# Exercise prompt
Pick out and copy each line of the records below that contains the word "board". Only matches in the same letter case count.

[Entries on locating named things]

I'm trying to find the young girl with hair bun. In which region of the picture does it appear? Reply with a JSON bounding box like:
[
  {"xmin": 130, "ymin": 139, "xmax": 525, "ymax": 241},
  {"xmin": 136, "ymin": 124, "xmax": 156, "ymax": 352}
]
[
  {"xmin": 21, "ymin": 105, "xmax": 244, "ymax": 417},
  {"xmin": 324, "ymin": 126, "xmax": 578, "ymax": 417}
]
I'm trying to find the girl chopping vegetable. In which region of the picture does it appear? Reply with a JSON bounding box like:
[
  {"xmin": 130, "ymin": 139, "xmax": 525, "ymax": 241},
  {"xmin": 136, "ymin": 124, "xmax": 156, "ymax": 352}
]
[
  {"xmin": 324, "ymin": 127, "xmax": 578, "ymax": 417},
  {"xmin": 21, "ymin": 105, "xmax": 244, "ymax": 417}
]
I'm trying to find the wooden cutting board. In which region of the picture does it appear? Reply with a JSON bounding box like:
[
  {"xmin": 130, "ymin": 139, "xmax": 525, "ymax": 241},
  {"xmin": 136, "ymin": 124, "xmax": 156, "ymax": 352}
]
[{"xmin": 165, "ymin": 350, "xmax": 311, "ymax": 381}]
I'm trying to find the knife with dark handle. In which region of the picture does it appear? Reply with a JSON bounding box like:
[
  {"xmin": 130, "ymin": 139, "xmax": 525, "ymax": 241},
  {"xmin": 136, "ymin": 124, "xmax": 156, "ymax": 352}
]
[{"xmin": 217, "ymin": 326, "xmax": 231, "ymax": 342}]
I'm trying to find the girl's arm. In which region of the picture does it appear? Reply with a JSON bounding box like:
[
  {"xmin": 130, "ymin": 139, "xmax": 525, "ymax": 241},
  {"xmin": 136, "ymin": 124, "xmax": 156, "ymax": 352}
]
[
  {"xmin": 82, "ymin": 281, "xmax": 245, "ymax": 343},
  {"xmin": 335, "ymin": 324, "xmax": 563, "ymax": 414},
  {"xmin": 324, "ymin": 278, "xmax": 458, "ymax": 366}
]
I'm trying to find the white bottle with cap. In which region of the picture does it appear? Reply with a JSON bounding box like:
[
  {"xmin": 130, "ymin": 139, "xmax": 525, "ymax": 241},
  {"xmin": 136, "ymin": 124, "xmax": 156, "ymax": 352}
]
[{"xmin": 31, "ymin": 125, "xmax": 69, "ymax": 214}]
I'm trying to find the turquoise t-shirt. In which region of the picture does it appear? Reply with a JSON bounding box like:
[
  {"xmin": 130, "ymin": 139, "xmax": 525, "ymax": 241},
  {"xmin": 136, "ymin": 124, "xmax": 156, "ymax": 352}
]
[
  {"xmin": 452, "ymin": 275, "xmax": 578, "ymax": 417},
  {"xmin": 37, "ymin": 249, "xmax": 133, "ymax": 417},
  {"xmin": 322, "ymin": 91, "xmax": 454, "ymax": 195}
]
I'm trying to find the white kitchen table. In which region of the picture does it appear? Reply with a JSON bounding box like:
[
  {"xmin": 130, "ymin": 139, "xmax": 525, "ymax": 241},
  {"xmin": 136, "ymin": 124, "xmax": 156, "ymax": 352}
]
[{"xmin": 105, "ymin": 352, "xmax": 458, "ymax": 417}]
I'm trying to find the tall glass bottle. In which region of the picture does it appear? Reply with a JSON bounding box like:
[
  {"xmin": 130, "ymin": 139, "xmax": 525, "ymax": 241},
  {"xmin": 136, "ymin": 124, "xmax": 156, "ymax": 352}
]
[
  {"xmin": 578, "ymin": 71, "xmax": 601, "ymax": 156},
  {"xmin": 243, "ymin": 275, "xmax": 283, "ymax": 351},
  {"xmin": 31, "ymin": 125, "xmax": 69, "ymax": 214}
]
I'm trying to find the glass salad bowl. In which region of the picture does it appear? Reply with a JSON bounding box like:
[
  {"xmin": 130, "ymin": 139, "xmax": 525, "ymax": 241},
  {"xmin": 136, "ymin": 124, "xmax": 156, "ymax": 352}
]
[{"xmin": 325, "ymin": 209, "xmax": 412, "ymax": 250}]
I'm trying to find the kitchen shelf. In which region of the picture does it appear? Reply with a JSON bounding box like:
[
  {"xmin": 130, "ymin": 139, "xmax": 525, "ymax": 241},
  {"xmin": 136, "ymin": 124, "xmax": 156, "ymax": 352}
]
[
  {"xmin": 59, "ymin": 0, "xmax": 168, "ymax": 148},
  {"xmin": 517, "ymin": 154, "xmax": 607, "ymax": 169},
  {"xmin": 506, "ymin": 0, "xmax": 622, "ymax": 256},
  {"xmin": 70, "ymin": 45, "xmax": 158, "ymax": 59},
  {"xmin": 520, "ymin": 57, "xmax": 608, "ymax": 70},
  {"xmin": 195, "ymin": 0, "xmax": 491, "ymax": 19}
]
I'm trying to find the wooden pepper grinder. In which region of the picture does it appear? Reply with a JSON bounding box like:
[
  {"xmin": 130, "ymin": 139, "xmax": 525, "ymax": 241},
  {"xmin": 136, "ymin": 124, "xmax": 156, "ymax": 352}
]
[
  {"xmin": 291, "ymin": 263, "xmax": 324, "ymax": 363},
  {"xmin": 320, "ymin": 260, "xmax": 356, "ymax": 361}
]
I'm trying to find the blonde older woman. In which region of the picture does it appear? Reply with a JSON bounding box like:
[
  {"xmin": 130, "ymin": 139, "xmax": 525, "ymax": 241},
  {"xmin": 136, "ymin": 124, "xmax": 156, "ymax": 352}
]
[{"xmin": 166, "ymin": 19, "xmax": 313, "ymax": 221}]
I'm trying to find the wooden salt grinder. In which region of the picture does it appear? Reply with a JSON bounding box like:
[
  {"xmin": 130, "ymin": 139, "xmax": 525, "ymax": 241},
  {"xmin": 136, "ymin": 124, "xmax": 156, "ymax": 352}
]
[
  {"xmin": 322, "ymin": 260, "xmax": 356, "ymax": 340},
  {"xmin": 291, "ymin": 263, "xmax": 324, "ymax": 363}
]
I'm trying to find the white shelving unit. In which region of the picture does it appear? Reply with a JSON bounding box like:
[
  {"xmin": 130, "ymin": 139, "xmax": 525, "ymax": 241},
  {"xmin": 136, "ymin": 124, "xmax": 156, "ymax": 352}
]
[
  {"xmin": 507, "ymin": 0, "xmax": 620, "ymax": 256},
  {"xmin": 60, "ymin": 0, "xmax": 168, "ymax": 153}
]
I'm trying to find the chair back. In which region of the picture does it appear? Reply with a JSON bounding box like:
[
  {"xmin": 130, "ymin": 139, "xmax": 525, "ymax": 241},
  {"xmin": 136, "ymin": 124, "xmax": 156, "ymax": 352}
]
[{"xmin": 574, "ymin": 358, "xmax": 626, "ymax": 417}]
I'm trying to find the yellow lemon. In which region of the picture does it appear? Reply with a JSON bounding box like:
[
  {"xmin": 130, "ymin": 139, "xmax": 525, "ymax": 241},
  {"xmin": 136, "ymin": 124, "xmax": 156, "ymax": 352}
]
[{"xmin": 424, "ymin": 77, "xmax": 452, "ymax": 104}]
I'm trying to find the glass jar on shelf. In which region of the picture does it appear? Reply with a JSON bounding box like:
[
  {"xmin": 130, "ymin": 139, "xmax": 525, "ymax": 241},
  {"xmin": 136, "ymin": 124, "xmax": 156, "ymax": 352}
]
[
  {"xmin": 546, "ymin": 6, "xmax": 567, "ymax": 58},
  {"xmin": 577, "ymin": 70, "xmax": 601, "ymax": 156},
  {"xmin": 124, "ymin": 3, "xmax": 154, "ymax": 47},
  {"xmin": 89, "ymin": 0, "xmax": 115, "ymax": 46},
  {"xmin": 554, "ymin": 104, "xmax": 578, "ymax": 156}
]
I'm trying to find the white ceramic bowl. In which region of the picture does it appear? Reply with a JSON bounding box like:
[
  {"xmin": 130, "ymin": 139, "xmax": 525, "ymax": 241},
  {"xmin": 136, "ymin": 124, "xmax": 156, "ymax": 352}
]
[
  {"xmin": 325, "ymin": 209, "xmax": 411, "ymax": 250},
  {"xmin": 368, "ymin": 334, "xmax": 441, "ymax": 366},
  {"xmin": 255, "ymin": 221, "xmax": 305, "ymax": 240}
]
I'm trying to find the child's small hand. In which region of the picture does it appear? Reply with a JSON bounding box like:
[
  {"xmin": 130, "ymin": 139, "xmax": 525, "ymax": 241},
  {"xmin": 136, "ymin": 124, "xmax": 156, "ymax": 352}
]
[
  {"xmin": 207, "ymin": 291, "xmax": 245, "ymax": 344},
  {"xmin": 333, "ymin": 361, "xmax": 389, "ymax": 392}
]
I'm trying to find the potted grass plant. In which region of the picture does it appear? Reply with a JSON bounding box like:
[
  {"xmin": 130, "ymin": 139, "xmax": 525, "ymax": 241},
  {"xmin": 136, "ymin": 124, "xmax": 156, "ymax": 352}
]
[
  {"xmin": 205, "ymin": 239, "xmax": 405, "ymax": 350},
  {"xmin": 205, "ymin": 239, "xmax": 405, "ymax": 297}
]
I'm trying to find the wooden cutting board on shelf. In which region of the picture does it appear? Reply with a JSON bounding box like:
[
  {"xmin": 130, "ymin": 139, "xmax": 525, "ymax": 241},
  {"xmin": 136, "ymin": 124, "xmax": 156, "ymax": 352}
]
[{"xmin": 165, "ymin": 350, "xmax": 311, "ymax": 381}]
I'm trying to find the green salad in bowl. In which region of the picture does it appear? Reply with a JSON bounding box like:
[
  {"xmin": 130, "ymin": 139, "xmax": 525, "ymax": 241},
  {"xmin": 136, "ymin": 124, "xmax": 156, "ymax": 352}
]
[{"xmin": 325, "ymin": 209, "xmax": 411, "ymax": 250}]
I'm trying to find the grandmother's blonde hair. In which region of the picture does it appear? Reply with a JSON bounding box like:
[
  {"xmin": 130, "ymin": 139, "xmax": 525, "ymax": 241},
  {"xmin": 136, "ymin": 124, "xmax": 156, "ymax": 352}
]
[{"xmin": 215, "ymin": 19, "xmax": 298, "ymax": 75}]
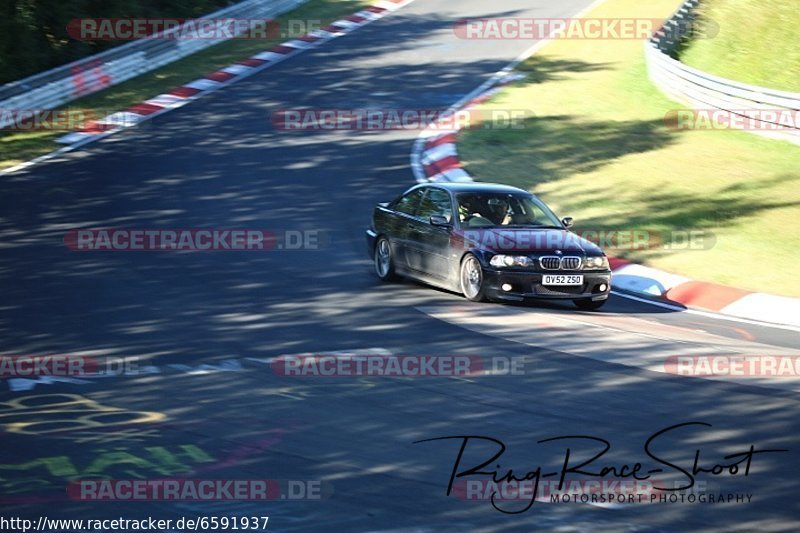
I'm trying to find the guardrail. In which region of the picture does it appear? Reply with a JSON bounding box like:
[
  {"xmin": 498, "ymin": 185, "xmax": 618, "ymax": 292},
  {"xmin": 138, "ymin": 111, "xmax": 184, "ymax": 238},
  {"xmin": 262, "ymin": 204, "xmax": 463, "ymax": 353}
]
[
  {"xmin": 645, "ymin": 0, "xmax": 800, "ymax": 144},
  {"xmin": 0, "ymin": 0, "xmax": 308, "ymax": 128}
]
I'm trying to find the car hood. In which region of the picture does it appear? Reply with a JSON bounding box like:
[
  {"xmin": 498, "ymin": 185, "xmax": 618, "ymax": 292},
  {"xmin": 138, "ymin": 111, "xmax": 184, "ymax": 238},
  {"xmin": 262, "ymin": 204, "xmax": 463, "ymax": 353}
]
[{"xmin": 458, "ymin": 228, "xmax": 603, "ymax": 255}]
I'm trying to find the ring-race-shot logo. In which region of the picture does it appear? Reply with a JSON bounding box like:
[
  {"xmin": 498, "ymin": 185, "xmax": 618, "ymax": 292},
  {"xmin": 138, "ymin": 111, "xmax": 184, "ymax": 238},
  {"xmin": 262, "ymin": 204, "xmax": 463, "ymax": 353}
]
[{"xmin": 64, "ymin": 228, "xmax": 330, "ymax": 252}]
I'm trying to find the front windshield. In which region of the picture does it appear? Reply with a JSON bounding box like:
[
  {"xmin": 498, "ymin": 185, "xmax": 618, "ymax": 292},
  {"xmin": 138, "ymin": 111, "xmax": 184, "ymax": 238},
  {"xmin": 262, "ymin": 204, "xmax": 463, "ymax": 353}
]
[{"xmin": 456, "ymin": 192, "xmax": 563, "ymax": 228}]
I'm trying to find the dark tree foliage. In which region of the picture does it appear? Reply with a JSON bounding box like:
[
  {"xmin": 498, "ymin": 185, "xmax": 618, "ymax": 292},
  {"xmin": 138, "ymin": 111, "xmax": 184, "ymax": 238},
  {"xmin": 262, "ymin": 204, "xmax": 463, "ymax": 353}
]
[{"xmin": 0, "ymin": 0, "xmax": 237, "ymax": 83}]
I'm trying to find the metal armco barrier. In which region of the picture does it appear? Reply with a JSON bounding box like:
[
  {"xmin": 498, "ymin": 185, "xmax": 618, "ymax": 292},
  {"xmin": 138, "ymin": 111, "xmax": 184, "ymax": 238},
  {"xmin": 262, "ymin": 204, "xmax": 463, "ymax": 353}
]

# Response
I'm trying to find the wooden cutting board. In which region of the picture does it appear? Reply with a JSON bounding box like:
I'm trying to find the wooden cutting board on shelf. In which region of the picture does it appear? Reply with a JSON bounding box like:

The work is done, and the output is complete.